__Document excerpt__.
For an assessment and placement into temporary accommodation call into Parkgate Hall, 6-9 Conygham Road, Dublin 8,  from Monday to Friday 10am to 12 noon. 2.00pm - 4.00pm

24hour Homeless Helpline Freephone 1800 707 707

The Homeless Persons Unit still continues to provide payments and offer advice under the Supplementary Allowance Scheme. They are located on 212 - 213 Oisin House, Pearse Street, Dublin 2 or telephone 1800 724 724.

If the person is over 18: Regional Contact and Outreach Team, ph;01 8720185 operates:

 Monday, Wednesday, Friday ; 8am to 12 midnight

Tuesday ,Thursday ; 6am to 12 midnight

Saturday, Sunday; 3pm to 12 midnight



Service users need to contact the Central Service first before self referring to a service.



The HSE has responsibility to respond to your needs if you are homeless and aged under 18years.  

OFFICE HOURS:Contact HSE Local Health office: Duty social worker (see listings) 

OUT OF OFFICE HOURS: Contact Social Work service through local Garda station so that emergency accommodation can be arranged.

__Material shown__.
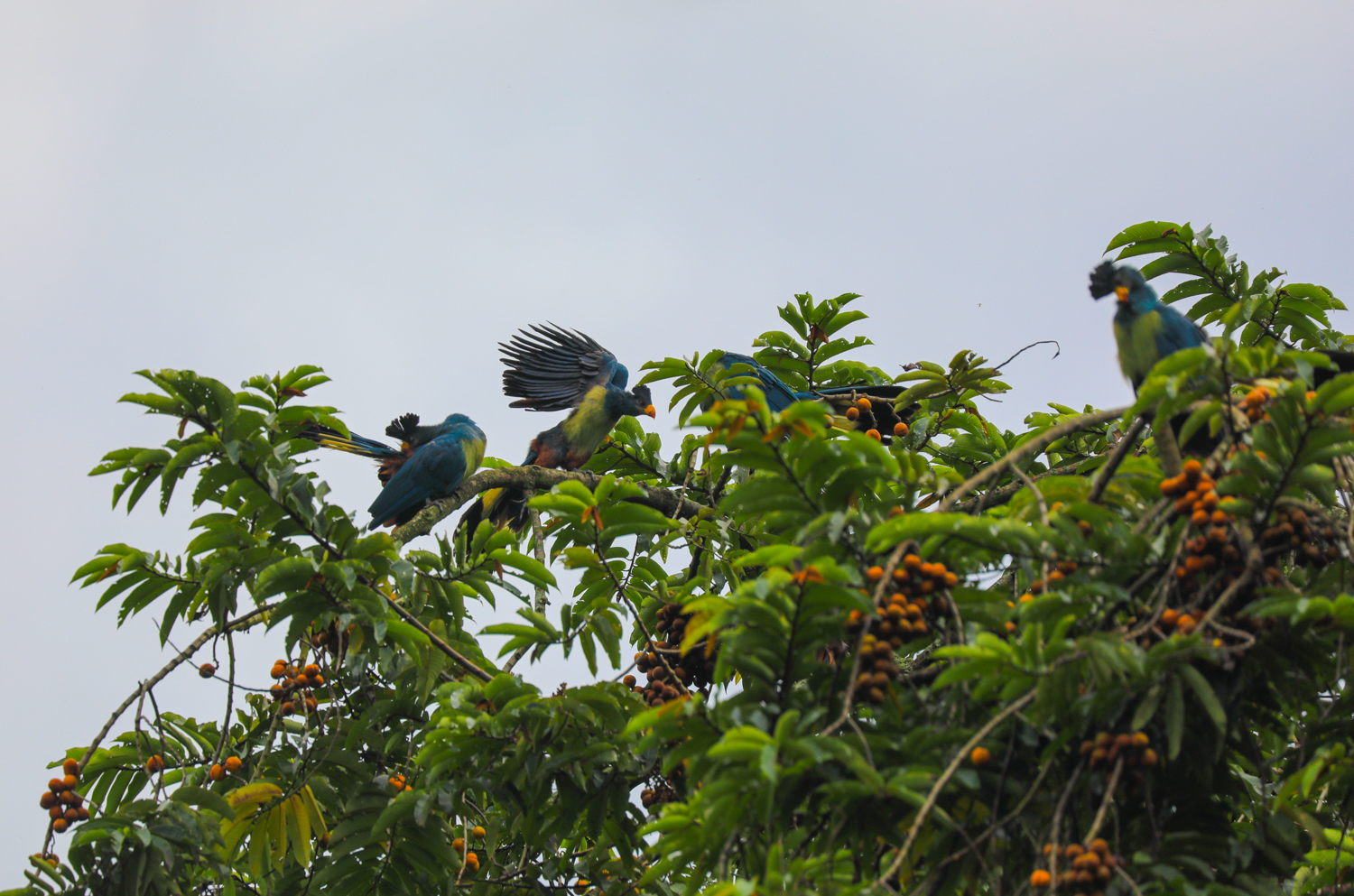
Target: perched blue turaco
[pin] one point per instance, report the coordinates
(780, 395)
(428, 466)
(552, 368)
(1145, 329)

--

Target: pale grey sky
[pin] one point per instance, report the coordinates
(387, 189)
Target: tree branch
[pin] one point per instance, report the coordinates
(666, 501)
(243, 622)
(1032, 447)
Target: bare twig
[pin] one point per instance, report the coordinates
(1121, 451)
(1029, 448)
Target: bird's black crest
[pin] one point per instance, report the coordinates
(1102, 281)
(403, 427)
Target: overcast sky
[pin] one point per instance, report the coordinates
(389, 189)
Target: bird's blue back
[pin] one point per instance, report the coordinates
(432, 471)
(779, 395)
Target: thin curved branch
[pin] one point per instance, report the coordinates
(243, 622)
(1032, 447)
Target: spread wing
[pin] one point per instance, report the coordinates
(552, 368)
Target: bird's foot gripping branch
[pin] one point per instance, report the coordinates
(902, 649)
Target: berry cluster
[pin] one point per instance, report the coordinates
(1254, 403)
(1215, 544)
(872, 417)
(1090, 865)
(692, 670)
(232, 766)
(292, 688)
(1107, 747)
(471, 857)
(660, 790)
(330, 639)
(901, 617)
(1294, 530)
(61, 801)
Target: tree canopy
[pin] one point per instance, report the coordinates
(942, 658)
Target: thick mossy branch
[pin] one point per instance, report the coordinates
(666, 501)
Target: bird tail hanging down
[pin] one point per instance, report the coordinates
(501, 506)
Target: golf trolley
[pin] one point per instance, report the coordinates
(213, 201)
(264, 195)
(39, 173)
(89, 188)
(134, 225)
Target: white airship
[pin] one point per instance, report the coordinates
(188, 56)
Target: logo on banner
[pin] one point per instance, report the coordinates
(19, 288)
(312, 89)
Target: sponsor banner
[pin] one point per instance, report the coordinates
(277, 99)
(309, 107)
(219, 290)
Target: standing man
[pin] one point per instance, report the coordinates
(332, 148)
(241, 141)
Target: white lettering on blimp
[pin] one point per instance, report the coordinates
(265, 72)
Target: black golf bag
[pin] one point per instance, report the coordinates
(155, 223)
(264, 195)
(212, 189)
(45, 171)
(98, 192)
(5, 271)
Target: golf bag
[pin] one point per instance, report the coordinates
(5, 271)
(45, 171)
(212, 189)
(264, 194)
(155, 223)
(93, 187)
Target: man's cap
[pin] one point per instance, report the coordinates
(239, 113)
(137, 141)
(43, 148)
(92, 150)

---

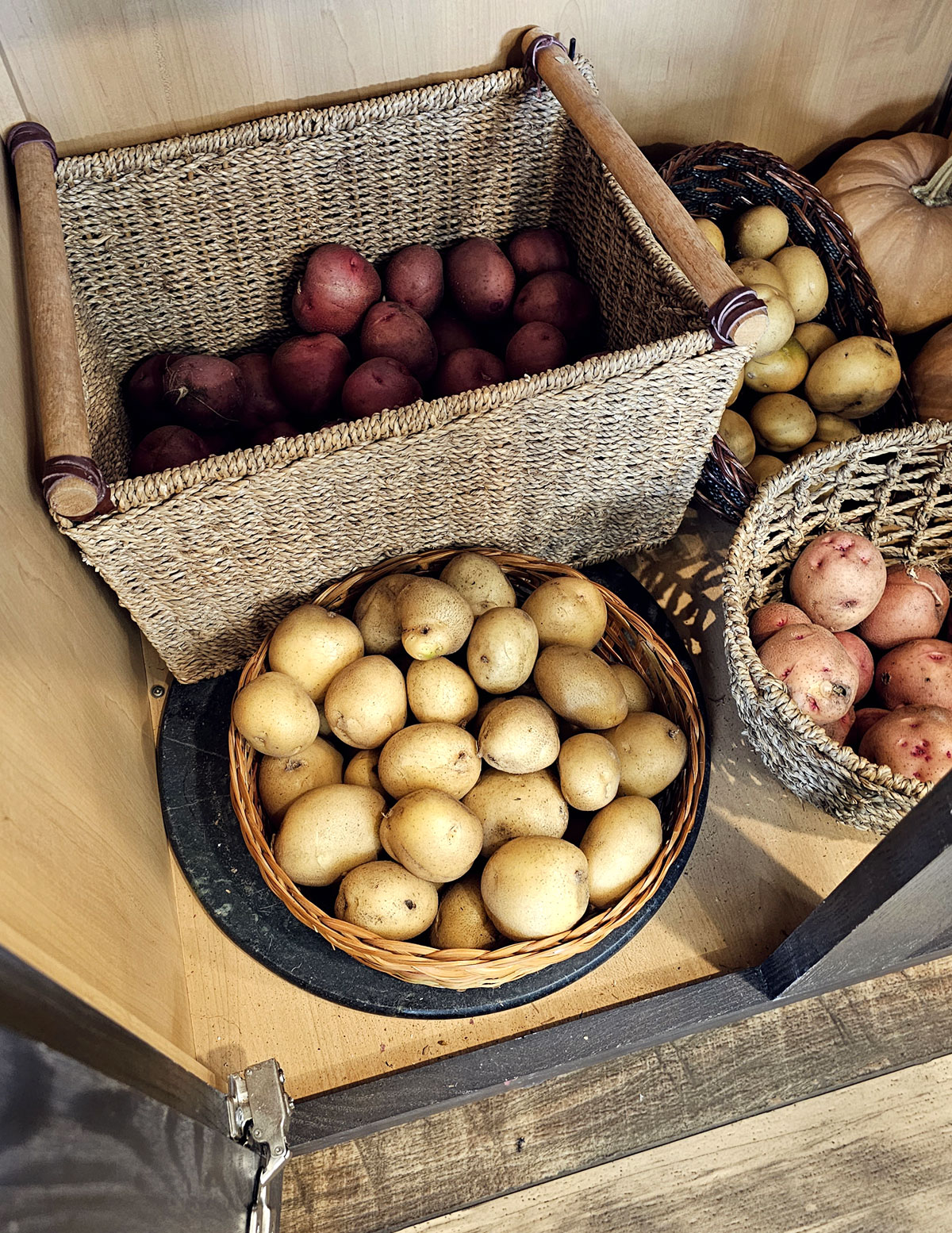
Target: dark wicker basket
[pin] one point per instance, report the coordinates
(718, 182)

__Written task A__.
Answer these questions from the homeless services text:
(i) What is the freephone number for the 24-hour Homeless Helpline?
(ii) On which days does the Regional Contact and Outreach Team start at 6am?
(iii) Outside office hours, how does someone under 18 reach the Social Work service?
__Written task B__.
Carry the homeless services text further with a few sentences that follow on from its final line.
The records come from a separate source that has nothing to do with the text about homeless services.

__Task response A__.
(i) 1800 707 707
(ii) Tuesday and Thursday
(iii) Through the local Garda station

__Task response B__.
6 Housing First Demonstration Project.

The Dublin Housing First Project, in line with the Homeless Agency Partnership Vision, the National Homelessness Strategy The Way Home 2010-2013 and the Pathway to Home model, seeks to end the need to sleep rough prioritising an identified number of entrenched rough sleepers with significant support requirements. The Regional Contact and Outreach Team has identified that this group of individuals over a number of years have not engaged with the range of available accommodation/social care/primary care services. Current levels and methods of service provision have not proven effective in responding to the range of significant support needs of these individuals.

This project seeks to provide self-contained, independent, scattered, community-based housing units for each participant, affording them equal rights to any tenant renting privately. There are no staff on-site. Support is provided through home visits by the Housing First (HF) Team which is an intensive case management team.

A number of housing units will be available every three months. This will allow a rolling entry into the project and phased increase in the caseload of the team.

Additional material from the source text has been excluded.